(EXERCISE MATERIALS Opens)

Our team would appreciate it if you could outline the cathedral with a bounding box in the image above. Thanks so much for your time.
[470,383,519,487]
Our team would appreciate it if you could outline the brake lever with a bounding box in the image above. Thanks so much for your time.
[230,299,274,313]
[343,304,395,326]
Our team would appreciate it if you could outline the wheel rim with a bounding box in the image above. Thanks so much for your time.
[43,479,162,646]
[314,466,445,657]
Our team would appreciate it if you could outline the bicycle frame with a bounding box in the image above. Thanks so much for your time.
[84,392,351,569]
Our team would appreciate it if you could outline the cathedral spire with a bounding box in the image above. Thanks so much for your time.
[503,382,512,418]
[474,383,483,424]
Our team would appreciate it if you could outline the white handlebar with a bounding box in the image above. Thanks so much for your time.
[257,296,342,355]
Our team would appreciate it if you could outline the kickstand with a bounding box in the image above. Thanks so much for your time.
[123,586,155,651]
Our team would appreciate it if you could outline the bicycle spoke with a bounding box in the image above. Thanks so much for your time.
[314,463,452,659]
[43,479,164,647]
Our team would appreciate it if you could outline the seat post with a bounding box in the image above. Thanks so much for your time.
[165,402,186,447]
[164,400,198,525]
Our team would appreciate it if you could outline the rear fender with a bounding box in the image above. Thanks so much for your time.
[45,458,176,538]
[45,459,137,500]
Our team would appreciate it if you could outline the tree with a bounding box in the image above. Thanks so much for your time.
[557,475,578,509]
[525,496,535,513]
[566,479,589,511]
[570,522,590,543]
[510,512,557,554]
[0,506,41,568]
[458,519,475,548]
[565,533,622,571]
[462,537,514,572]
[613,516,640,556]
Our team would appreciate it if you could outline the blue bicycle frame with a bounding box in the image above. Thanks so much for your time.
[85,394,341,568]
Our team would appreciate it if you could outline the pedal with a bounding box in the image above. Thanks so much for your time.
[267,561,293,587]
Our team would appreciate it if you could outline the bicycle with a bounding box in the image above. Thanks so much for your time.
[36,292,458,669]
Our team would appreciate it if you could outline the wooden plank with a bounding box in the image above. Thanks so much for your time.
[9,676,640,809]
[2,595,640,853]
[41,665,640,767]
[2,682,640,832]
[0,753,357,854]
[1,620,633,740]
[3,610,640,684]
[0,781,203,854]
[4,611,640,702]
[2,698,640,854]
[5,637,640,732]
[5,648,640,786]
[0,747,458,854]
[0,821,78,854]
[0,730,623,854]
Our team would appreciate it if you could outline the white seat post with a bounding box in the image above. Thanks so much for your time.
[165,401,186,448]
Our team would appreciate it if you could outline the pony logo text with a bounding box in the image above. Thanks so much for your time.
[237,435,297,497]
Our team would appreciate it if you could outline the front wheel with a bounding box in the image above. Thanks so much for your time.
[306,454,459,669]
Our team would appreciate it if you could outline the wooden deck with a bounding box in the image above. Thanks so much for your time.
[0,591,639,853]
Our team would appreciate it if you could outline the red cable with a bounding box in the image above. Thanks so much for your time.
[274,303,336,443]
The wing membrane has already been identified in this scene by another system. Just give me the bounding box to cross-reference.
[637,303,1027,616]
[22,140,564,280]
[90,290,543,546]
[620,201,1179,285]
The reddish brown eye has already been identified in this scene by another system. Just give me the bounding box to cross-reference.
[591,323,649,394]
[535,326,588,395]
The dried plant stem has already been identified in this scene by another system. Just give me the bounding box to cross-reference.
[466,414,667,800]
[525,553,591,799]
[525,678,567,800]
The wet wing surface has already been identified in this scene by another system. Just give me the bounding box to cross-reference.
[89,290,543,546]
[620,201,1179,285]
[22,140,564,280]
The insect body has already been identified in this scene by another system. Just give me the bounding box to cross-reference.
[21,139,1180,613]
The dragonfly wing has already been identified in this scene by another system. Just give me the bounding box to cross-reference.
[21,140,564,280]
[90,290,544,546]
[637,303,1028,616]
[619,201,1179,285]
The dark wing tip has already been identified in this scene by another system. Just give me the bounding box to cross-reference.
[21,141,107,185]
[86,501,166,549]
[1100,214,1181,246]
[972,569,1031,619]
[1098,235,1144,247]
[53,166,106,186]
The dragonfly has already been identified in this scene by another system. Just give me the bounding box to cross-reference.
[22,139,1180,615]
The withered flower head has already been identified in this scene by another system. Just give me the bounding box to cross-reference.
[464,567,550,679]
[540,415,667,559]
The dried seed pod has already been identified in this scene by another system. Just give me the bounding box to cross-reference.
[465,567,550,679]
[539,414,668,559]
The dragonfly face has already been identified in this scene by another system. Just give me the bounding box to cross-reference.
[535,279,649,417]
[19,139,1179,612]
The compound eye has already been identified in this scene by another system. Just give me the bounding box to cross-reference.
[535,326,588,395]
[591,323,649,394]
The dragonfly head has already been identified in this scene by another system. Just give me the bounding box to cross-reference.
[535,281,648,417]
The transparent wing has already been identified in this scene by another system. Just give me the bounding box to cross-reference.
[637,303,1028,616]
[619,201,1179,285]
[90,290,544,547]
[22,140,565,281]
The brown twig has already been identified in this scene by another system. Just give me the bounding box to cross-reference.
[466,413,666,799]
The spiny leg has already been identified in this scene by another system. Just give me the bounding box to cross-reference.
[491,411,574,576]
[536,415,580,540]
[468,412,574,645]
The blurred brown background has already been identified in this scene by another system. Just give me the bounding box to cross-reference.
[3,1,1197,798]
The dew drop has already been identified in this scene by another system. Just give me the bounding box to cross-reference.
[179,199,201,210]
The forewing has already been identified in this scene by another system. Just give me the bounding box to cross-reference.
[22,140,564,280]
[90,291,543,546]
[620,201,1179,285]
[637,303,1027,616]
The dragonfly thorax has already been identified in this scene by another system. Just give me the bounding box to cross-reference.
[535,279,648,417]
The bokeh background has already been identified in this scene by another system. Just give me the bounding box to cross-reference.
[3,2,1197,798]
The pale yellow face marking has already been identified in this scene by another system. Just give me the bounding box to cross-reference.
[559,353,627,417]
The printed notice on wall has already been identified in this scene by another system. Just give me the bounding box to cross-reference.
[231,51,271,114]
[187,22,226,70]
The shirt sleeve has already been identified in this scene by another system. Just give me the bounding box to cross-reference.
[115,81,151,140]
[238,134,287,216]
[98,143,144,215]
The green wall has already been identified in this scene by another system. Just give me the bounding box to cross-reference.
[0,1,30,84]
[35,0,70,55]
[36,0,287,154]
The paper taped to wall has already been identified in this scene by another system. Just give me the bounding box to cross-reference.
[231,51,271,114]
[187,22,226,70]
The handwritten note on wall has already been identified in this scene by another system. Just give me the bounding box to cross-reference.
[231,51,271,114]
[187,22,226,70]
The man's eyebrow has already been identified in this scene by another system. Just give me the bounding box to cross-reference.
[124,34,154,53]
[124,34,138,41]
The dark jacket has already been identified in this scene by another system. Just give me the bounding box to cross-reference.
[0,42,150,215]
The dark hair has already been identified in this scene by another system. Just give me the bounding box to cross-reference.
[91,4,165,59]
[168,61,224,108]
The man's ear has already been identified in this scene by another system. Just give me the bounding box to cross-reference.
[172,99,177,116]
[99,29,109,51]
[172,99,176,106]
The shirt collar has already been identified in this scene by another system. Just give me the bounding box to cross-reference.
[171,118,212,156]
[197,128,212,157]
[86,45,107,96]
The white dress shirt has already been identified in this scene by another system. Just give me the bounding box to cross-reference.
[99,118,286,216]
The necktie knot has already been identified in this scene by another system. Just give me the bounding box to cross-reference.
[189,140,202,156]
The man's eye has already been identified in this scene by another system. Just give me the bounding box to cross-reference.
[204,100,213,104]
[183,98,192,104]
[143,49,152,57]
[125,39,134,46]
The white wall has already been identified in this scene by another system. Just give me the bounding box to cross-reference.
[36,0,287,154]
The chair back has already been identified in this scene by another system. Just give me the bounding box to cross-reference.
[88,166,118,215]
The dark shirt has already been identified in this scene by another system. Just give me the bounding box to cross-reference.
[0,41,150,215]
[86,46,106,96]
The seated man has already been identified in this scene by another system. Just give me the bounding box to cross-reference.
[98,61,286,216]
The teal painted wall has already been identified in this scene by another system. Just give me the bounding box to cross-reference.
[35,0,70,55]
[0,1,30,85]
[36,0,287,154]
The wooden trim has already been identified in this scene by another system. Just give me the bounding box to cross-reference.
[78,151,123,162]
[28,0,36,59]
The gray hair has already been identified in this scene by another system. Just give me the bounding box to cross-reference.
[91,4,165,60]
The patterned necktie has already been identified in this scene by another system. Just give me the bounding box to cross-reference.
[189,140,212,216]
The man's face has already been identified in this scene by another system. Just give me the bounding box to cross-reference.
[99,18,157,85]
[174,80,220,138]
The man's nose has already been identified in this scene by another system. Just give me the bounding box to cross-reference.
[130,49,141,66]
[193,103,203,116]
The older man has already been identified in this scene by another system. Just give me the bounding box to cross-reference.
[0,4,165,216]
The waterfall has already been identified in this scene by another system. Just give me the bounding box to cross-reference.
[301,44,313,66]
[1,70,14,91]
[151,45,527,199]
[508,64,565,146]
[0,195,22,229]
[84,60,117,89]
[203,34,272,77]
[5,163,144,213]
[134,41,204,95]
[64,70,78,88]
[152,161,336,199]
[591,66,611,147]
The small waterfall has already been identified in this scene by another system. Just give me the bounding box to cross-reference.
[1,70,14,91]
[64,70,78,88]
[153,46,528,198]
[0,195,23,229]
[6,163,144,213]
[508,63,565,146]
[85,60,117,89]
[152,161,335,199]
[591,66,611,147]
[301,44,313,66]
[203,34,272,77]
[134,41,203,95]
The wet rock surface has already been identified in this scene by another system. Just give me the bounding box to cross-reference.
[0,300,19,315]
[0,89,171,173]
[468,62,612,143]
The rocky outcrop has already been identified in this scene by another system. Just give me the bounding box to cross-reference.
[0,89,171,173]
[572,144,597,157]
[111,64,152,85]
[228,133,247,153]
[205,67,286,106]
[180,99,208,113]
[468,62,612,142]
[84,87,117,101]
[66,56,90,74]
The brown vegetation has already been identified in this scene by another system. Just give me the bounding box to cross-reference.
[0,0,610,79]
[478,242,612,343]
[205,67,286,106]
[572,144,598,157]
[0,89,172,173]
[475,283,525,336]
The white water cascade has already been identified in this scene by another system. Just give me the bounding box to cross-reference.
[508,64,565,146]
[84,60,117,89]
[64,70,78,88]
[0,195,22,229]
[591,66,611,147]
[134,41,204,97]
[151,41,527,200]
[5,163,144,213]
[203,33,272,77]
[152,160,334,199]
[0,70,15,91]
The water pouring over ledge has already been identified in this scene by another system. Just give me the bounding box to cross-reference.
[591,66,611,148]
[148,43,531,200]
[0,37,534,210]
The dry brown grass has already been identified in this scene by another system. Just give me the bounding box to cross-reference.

(EXERCISE MATERIALS Closes)

■ **YOUR INSTRUCTIONS**
You are asked to reproduce word for word the line containing "The small waterfall" and every subsequent line through the end of the entries.

■ **SOLUTION TO THIS TASK**
The small waterfall has already been identified in this scene by another system. Just give me the bounding box to cross-reference.
[1,70,14,91]
[64,70,78,88]
[153,46,528,198]
[0,195,23,229]
[6,163,144,213]
[508,63,565,146]
[85,60,117,89]
[152,161,335,199]
[591,66,611,147]
[301,44,313,66]
[203,34,272,77]
[134,41,203,95]
The wet rock surface has already been identified in this scene by another system. Just give me the bounding box to cross-reference.
[0,300,19,315]
[0,89,171,173]
[468,62,612,143]
The rocky outcrop has already been identified in this scene by another system. Just give me the bounding box to cross-reference.
[0,89,171,173]
[572,144,597,157]
[111,64,152,85]
[228,133,247,153]
[205,67,286,106]
[180,99,208,113]
[468,62,612,142]
[84,87,117,101]
[66,56,90,74]
The brown vegetation has already been identified in this scene by another system. Just give me the bounding box to cross-reference.
[0,0,610,79]
[478,242,612,343]
[205,67,286,106]
[572,144,598,157]
[0,89,172,173]
[475,283,525,336]
The white water cascade has already been identified in this scene by another system. Just give me the bounding box to cross-reference.
[508,64,565,146]
[84,60,117,89]
[64,70,78,88]
[0,195,22,229]
[591,66,611,147]
[134,41,204,97]
[151,41,527,200]
[5,163,144,213]
[203,33,272,77]
[152,160,334,199]
[0,70,15,91]
The water pouring over ledge has already been identified in this scene by another system. Just give me the bounding box to cross-reference.
[591,66,611,148]
[148,43,531,200]
[0,37,534,210]
The dry brown grass has already been identified in this scene by another system. Just give me the bounding box to cross-reference.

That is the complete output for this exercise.